#### What is needed
Tally the lines in the listing below that contain the string "plate" and reply with only that count.
── Information supplied
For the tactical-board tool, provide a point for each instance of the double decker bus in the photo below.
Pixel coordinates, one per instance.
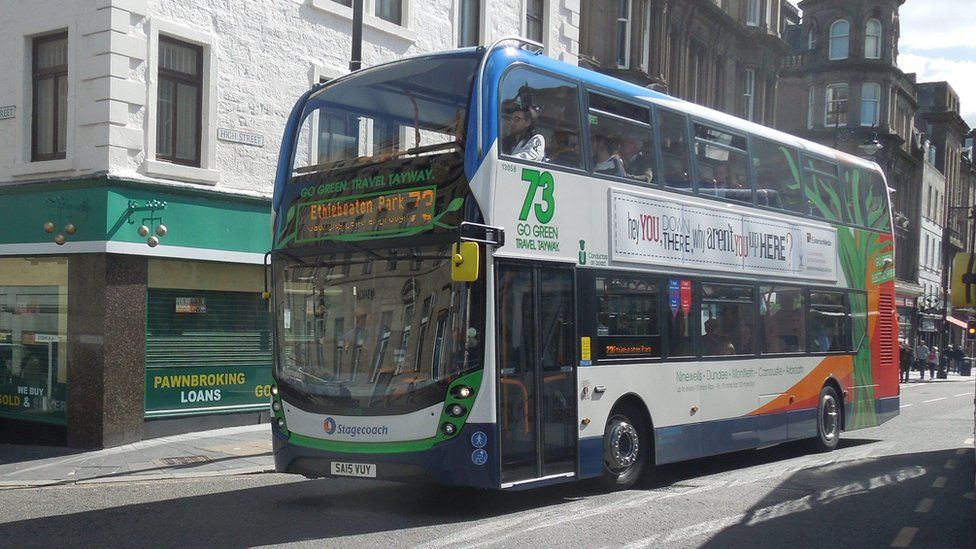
(497, 270)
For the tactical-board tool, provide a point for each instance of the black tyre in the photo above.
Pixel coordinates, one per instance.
(829, 416)
(626, 445)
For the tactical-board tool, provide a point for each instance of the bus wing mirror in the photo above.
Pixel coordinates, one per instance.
(464, 261)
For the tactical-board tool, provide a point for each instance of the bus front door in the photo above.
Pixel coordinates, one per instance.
(537, 372)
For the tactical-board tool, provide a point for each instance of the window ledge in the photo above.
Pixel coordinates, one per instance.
(182, 173)
(43, 167)
(370, 21)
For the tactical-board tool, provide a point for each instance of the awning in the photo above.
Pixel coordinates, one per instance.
(956, 321)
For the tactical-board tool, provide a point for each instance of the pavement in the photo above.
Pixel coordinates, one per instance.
(230, 451)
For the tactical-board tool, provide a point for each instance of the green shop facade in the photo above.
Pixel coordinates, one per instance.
(130, 310)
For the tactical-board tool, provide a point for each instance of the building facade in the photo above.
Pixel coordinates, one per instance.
(842, 87)
(724, 54)
(138, 143)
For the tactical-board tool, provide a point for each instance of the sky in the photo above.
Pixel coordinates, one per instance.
(938, 43)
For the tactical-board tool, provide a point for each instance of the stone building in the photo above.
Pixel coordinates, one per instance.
(941, 123)
(724, 54)
(138, 143)
(842, 87)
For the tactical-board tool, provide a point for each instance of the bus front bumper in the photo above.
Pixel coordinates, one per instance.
(454, 462)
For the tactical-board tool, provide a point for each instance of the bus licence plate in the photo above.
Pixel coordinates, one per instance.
(344, 469)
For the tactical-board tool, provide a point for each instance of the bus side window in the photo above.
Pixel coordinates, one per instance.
(777, 176)
(621, 138)
(783, 319)
(540, 118)
(722, 166)
(675, 155)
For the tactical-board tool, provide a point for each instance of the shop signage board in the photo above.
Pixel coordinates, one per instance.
(180, 391)
(191, 305)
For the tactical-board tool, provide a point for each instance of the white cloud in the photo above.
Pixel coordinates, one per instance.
(961, 75)
(937, 24)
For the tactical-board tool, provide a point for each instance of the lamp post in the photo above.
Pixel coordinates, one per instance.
(946, 263)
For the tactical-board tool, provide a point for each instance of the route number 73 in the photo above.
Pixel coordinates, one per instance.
(545, 209)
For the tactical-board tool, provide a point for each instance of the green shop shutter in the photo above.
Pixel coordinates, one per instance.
(206, 352)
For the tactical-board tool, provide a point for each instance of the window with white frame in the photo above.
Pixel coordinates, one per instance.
(646, 40)
(840, 34)
(49, 86)
(835, 113)
(389, 10)
(811, 106)
(753, 13)
(872, 39)
(534, 19)
(748, 93)
(178, 102)
(469, 23)
(870, 103)
(623, 34)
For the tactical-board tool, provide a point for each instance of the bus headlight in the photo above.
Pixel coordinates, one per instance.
(456, 410)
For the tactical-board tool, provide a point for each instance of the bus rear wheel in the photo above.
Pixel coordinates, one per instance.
(828, 420)
(625, 448)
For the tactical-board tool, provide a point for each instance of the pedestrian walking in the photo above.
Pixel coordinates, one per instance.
(921, 356)
(905, 359)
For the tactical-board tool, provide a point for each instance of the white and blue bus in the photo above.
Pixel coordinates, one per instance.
(494, 269)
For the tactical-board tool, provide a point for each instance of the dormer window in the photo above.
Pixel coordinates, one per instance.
(840, 33)
(872, 39)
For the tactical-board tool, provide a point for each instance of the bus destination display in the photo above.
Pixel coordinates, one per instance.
(375, 213)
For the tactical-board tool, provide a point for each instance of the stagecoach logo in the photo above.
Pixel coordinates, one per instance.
(822, 241)
(331, 427)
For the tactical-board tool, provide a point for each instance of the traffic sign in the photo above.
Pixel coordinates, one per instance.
(963, 284)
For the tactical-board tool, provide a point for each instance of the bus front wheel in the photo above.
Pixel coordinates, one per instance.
(828, 420)
(625, 448)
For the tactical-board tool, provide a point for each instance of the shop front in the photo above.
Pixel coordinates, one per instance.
(129, 310)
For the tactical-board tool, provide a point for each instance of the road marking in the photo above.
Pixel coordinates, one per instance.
(904, 537)
(925, 505)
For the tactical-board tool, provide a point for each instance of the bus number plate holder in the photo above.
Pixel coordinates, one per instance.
(345, 469)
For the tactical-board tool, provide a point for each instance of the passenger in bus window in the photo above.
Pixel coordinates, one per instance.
(715, 342)
(564, 149)
(605, 158)
(637, 161)
(521, 139)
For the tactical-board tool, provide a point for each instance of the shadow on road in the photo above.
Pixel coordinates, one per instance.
(326, 510)
(868, 503)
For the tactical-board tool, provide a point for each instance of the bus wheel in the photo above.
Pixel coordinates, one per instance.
(625, 448)
(828, 420)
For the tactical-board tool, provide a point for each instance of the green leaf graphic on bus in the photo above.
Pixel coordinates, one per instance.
(538, 181)
(856, 197)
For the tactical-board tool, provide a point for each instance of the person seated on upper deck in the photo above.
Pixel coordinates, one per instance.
(605, 159)
(564, 150)
(637, 162)
(521, 138)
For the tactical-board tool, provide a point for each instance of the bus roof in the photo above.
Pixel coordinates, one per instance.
(504, 57)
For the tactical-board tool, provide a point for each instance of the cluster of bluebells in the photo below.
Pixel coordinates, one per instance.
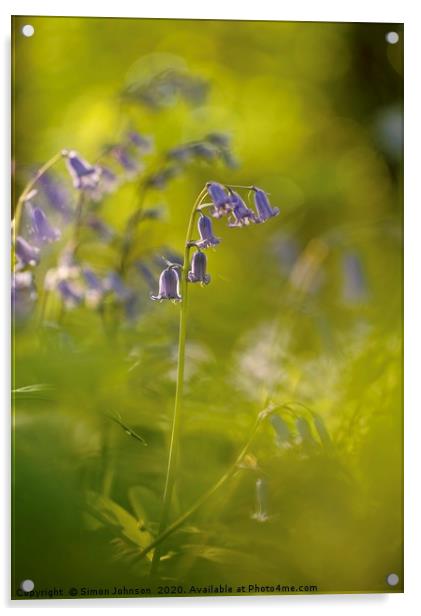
────
#### The solution
2